**Written problem**
Express the lines of the stored data below as a numbered list, omitting any blank lines.

Stored data:
+ + + + + + +
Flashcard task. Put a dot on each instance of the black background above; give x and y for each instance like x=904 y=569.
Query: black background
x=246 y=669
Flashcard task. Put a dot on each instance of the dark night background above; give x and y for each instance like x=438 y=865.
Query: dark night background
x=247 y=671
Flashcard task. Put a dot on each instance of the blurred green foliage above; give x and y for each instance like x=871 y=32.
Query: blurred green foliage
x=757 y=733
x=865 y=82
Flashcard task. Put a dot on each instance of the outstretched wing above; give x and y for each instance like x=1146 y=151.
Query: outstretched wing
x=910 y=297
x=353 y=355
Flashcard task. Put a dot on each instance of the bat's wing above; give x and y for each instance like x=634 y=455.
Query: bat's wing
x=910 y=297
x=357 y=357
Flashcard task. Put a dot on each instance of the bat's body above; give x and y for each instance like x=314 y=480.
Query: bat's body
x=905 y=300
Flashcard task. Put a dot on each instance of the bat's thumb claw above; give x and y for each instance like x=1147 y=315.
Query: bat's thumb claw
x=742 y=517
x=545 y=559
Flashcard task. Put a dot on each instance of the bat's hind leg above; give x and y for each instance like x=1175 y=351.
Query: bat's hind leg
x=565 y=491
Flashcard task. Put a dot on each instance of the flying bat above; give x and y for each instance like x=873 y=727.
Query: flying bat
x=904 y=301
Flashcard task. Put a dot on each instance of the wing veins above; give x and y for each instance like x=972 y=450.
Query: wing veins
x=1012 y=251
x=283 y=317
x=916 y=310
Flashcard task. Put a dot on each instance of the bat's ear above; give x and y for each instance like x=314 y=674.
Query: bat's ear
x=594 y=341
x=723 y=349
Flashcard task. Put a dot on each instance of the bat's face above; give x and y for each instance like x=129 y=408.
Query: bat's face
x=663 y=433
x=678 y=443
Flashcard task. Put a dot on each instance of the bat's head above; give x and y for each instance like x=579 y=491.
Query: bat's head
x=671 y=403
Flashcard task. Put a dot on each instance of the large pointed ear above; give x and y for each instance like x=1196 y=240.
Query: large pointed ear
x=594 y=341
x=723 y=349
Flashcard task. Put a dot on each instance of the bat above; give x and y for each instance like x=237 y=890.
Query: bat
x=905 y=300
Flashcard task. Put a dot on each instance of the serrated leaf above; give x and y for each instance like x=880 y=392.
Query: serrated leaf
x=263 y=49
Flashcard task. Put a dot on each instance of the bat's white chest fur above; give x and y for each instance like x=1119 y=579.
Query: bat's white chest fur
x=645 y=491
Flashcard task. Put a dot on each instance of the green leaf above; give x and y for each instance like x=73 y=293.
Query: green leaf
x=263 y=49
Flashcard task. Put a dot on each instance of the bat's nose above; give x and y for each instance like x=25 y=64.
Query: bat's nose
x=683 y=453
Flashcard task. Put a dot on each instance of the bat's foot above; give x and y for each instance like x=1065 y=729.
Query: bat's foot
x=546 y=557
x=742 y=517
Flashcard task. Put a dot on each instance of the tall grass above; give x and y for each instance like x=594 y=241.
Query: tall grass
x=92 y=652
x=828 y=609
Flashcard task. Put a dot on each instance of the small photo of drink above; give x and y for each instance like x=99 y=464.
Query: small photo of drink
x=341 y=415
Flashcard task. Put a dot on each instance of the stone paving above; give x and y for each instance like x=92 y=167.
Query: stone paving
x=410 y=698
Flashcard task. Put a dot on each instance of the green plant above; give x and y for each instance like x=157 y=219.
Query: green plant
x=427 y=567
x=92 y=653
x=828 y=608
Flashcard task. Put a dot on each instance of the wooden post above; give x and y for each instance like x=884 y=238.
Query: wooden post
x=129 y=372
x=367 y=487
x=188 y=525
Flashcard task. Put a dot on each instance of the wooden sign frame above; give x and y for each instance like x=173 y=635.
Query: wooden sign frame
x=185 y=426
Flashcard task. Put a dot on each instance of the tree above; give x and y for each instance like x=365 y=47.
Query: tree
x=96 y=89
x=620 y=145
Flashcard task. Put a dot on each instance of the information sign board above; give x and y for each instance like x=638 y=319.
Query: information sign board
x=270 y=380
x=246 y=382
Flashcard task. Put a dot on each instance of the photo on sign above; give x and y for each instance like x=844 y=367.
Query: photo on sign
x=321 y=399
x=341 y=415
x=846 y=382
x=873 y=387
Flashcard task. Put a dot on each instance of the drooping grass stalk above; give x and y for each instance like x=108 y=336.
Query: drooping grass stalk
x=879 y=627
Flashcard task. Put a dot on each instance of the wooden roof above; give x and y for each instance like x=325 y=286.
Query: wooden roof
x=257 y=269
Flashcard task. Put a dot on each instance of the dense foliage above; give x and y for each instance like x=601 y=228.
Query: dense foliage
+ + + + + + +
**Result of the exercise**
1. Flashcard task. Put a dot on each instance of the black background above; give x and y for each instance like x=904 y=569.
2. Query: black background
3. x=246 y=669
4. Flashcard task. Put a dot on each instance of the dark night background above; give x and y for each instance like x=438 y=865.
5. Query: dark night background
6. x=247 y=671
7. Flashcard task. Put a dot on each instance of the blurred green foliage above; give x and y for each instance like x=871 y=32.
8. Query: blurred green foliage
9. x=757 y=733
10. x=865 y=82
11. Flashcard task. Put a dot on each instance of the outstretched wing above; give x and y for each instance like x=1146 y=151.
12. Query: outstretched wing
13. x=910 y=297
14. x=353 y=355
15. Flashcard task. Put a dot on each instance of the bat's wing above; give x and y for each instance like x=634 y=455.
16. Query: bat's wing
17. x=910 y=297
18. x=357 y=357
19. Flashcard task. Put a dot on each instance of the bat's body above; give x and y for each instance like x=314 y=480.
20. Query: bat's body
21. x=905 y=300
22. Flashcard task. Put a dot on each instance of the bat's thumb claw above; give x and y for each instance like x=1147 y=315.
23. Query: bat's thumb claw
24. x=742 y=517
25. x=545 y=559
26. Flashcard task. Put a dot on each instance of the bat's hind leg above; give x and y for each instance like x=1175 y=351.
27. Query: bat's hind leg
28. x=565 y=491
29. Flashcard task. Put a dot on each instance of the flying bat above; give x and y for each instance like x=873 y=727.
30. Query: flying bat
31. x=904 y=301
32. Flashcard task. Put a dot on each instance of the wing veins above; give x and y for each instance like x=972 y=450.
33. Query: wing veins
34. x=1012 y=251
35. x=283 y=317
36. x=916 y=310
37. Flashcard task. Put a dot on each instance of the bat's ear above; give x and y for each instance like x=314 y=674.
38. Query: bat's ear
39. x=594 y=341
40. x=723 y=349
41. Flashcard task. Put a dot on each instance of the bat's face above; give x and y for each instance like x=129 y=408.
42. Query: bat's face
43. x=663 y=433
44. x=678 y=443
45. Flashcard task. Put a dot on each instance of the bat's head above; give x and y for each instance like x=579 y=491.
46. Query: bat's head
47. x=671 y=403
48. Flashcard task. Put a dot on each instance of the large pointed ear above; give x and y for each instance like x=1196 y=240.
49. Query: large pointed ear
50. x=594 y=341
51. x=723 y=349
52. Flashcard task. Put a dot on each instance of the bat above; give x and y for each instance like x=237 y=890.
53. Query: bat
54. x=905 y=300
55. Flashcard task. Put a dot on each instance of the serrated leaf above; give x and y for each instance like x=880 y=392.
56. Query: serrated leaf
57. x=263 y=49
58. Flashcard task. Put a dot on each instance of the bat's white chest fur above; give x and y for each instance like x=1119 y=579.
59. Query: bat's white chest fur
60. x=645 y=491
61. Flashcard task. Put a dot on each instance of the green leaf above; give x and y for each instance like x=73 y=293.
62. Query: green leaf
63. x=263 y=49
64. Flashcard task. Put a dot on each instance of the bat's nose above; give x and y for each instance like x=25 y=64.
65. Query: bat's nose
66. x=683 y=453
67. Flashcard task. Put a dot on each instance of the bat's foot above; give x and y for each instance like x=1065 y=729.
68. Query: bat's foot
69. x=546 y=557
70. x=742 y=517
71. Flashcard task. Put a dot on each instance of the tall grass above; give x and y for each instance like x=594 y=241.
72. Query: tall grass
73. x=92 y=652
74. x=828 y=609
75. Flashcard task. Put a dot on each instance of the small photo of drink above; give x and y for each instance like x=99 y=464.
76. Query: small photo of drink
77. x=341 y=415
78. Flashcard task. Put a dot on each instance of the stone paving above; give x and y for each instance like x=92 y=167.
79. Query: stone paving
80. x=410 y=698
81. Flashcard task. Put a dot on each instance of the green plant above; give x and y for each instance like x=157 y=219.
82. Query: green plant
83. x=427 y=567
84. x=92 y=653
85. x=828 y=608
86. Flashcard task. Put a dot on each instance of the wooden post above; give x and y for each instance like x=884 y=238.
87. Query: wooden post
88. x=129 y=372
89. x=367 y=487
90. x=188 y=525
91. Flashcard task. Put a dot on each instance of the wooden sign frame above; give x and y for each instance like x=173 y=635.
92. Query: wooden sign frame
93. x=185 y=426
94. Flashcard task. Put a dot on each instance of the tree above; give x and y for each instance like x=365 y=47.
95. Query: tree
96. x=96 y=89
97. x=620 y=145
98. Flashcard task. Put a dot on each instance of the information sign board above; give x and y for each instance like x=638 y=319.
99. Query: information sign board
100. x=270 y=380
101. x=246 y=382
102. Flashcard task. Put a dot on each instance of the photo on sign above; give x and y for each instance like x=844 y=367.
103. Query: photo on sign
104. x=321 y=399
105. x=341 y=415
106. x=846 y=382
107. x=873 y=387
108. Flashcard task. Put a dot on each instance of the drooping grass stalk above; give x and y for each instance like x=108 y=336.
109. Query: drooping grass stalk
110. x=879 y=627
111. Flashcard task. Put a dot on each instance of the wooden roof above; give x and y for each instance like x=325 y=286.
112. Query: wooden roof
113. x=257 y=269
114. Flashcard task. Put a dot on each instance of the dense foliage above; give x and y for each instance like x=601 y=228.
115. Query: dense foliage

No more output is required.